» Passage to read:
=====

4. Heritability estimates are commonly misinterpreted and I have made a variety of statements in print to that effect (e.g., here, here, here). It’s a big leap from that to saying that heritability estimation is useless, especially since that kind of argument is often a prelude to people making arguments that seem like they miss the point of heritability estimation or want to sweep it under the rug (the point being to link genetic variation to outcome variation). Shared human capacities (e.g., having two eyes) are entirely beside the point–the point is accounting for variation.
5. My problem with “All complex behaviors are 100% genetic and 100% environmental” is that it trivializes what are some very important questions about human development and the intergenerational reproduction of behavior. Does one think that differences in behavior between persons are 100% genetic? Eep, then: what about differences in behavior between groups? There’s a large educational gradient in voting, is that 100% genetic? Is it genetic at all? Or is the claim just that everybody who votes has a human genome and is not, say, a dog?
I mean, I believe very strongly that all genetic causation of behavioral outcomes occurs within socially and historically contingent fields. Indeed, I think greater appreciation of that would be one of the best contributions that sociology could make to behavioral genetics. But there actually is much at stake in the question of how much and how exactly genetic variation in a population is causally related to outcomes like educational attainment or voting.
6. One variety of sociological complaint goes that social reality is incredibly complicated and that “biological” explanations are “simplistic.” And yet, sometimes the same people who make this argument also make arguments about “social” causes that are very simple. Indeed, there is a whole line of sociological argument that contends that reality is quite simple and that “biology” distracts us from that fact. For example, check out Troy Duster’s discussion of alcoholism on page 3 of his ASA Presidential Address.
7. Sociologists often have a dual consciousness where, if pressed, they acknowledge that the influence of genetic variation in some outcome is “nonzero,” but otherwise they will talk about the cause of the outcome in every way as though the influence of genetic variation is, in fact, zero.

=====

» Extracted records:
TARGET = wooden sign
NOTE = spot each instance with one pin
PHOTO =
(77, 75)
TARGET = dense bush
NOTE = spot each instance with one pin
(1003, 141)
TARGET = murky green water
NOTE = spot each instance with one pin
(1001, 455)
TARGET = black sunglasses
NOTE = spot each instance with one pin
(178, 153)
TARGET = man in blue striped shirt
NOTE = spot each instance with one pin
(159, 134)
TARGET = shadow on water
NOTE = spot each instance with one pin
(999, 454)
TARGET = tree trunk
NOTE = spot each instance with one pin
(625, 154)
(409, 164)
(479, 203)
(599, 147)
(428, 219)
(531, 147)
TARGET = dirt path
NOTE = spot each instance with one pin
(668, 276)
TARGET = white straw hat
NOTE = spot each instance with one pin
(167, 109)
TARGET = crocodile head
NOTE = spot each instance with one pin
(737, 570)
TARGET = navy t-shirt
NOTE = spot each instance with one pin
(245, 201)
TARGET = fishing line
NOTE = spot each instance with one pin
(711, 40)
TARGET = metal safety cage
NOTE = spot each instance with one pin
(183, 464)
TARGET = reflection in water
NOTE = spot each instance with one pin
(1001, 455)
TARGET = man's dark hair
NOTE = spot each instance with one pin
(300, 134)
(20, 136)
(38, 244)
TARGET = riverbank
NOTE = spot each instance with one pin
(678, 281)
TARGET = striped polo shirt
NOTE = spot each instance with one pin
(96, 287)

=====

» Aim of the exercise:
Can you write out the passage on heritability from "I mean, I believe" to "attainment or voting.", word for word? The rows have nothing to do with the passage on heritability.

» Task response:
I mean, I believe very strongly that all genetic causation of behavioral outcomes occurs within socially and historically contingent fields. Indeed, I think greater appreciation of that would be one of the best contributions that sociology could make to behavioral genetics. But there actually is much at stake in the question of how much and how exactly genetic variation in a population is causally related to outcomes like educational attainment or voting.